- STATED PROBLEM A: Find each line in the records below that contains the string "tree", treating uppercase and lowercase as different, and copy those lines out.

- SOURCE EXTRACT:
# # #

Carson realized that if a hard-shell tostada were placed inside a tortilla it could provide interior scaffolding. Across the table from me, she put her iPhone on a sheet of paper and carefully folded the paper around it, to demonstrate. After she proposed the idea to her Taco Bell colleagues, in 1995, she went to the company gym to work out. “I explained it to this gal on the treadmill next to me,” she said. “She was in food operations, and she said there were all these technical reasons it wouldn’t work.” For one thing, Carson hadn’t cracked how to keep the folded hexagon from popping open. She went on to pitch the company’s executives repeatedly on her idea—which would eventually become the Crunchwrap Supreme, the fastest-selling item in Taco Bell history—but, noting the extra seconds required for a worker to make the folds, they initially dismissed the concept. “There’s all these parameters around your creativity,” Carson said. “You just have to wipe your mind of certain facts.”

Taco Bell’s food-innovation staff, which includes sixty developers, focusses on big questions: How do you make a Cheez-It snack cracker big enough to be a tostada? What are the ideal Cheez-It dimensions to guarantee that the tostada won’t crack inconveniently when bitten into? Or consider the Doritos Locos Taco: What safeguards can be implemented to prevent the orange Doritos dust from staining a consumer’s hands or clothing? Can fourteen Flamin’ Hot Fritos corn chips be added to the middle of a burrito and retain their crunch? Can a taco shell be made out of a waffle, or a folded slab of chicken Milanese? These are all problems of architecture and scalability; fast food is assembly, not cooking.

I recently visited Taco Bell’s headquarters, in Irvine, in a corporate complex off the I-5 freeway, next to Ford’s regional offices and a Marriott, to see how the company creates new menu items in its laboratory-like Innovation Kitchen. William Bradford, a musician who writes Taco Bell jingles under the name Yo Quiero Taco Ballads (he appears with Dolly Parton in a TikTok musical about the brand’s Mexican Pizza), described a recent visit to the test kitchen as “like being selected by Willy Wonka to go to the chocolate factory.” But the space, in ambience, is more WeWork than Wonka. When I arrived, flanked by communications professionals, the innovation team was huddled around a Formica table sampling a limited-edition collaboration with the dessert chain Milk Bar: a cake truffle with a saline taco-shell coating.

After passing through several doors that were unlocked via a coded keypad, I sat with Rene Pisciotti, the executive chef, who is known as the Taco Whisperer; Liz Matthews, the global chief food-innovation officer; and Heather Mottershaw, the vice-president of pipeline innovation and product development. (She invented the Waffle Taco.) I was handed a plastic cup of Baja Blast soda—tropical Mountain Dew in a proprietary shade of turquoise—and a plate of hard-shell tacos. Pisciotti, a burly man with gelled hair who used to work for Barilla, the Italian food company, averted his eyes in a practiced way as I took a bite, sending an avalanche of shredded lettuce and cheese onto the floor. He then summoned several assistants, who streamed in to hand each of us a sample of a new product: a burrito with melted cheese on top. He wanted to show me an example of how his team solved a problem.

# # #

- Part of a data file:
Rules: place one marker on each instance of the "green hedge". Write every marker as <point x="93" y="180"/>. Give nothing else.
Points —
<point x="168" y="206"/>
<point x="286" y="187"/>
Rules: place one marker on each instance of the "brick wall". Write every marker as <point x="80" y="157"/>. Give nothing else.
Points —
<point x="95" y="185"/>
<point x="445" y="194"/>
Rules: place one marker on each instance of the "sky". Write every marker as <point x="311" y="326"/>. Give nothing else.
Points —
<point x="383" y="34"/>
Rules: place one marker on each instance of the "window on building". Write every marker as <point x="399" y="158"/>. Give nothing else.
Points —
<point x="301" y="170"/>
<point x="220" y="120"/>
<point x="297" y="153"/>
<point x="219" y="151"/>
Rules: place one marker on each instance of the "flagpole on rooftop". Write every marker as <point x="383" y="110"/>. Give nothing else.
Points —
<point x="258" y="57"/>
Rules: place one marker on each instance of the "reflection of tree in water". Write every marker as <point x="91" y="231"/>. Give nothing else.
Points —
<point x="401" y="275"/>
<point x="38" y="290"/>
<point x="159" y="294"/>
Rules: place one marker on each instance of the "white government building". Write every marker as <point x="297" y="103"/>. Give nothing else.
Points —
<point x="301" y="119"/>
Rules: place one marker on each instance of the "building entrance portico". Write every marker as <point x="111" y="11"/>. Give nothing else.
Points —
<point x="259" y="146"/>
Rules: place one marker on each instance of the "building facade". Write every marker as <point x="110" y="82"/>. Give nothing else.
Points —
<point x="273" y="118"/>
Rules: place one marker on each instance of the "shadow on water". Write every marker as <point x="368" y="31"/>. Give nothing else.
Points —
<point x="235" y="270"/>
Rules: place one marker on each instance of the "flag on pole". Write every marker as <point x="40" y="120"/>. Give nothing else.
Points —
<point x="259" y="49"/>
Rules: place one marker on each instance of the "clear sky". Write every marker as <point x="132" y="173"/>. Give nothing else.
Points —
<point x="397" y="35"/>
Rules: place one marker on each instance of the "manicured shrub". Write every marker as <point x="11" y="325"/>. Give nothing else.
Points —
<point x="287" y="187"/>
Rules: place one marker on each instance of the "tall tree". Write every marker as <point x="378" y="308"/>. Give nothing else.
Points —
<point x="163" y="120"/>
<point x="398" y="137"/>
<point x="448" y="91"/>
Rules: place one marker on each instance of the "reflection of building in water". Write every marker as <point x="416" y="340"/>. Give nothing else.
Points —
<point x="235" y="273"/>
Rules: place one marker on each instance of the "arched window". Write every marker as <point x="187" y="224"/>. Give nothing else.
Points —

# # #

- STATED PROBLEM B: Reproduce the Taco Bell passage above from "I recently visited" to "saline taco-shell coating." word for word.

- EXERCISE ANSWER A:
Rules: place one marker on each instance of the "reflection of tree in water". Write every marker as <point x="91" y="231"/>. Give nothing else.
Rules: place one marker on each instance of the "tall tree". Write every marker as <point x="378" y="308"/>. Give nothing else.

- EXERCISE ANSWER B:
I recently visited Taco Bell’s headquarters, in Irvine, in a corporate complex off the I-5 freeway, next to Ford’s regional offices and a Marriott, to see how the company creates new menu items in its laboratory-like Innovation Kitchen. William Bradford, a musician who writes Taco Bell jingles under the name Yo Quiero Taco Ballads (he appears with Dolly Parton in a TikTok musical about the brand’s Mexican Pizza), described a recent visit to the test kitchen as “like being selected by Willy Wonka to go to the chocolate factory.” But the space, in ambience, is more WeWork than Wonka. When I arrived, flanked by communications professionals, the innovation team was huddled around a Formica table sampling a limited-edition collaboration with the dessert chain Milk Bar: a cake truffle with a saline taco-shell coating.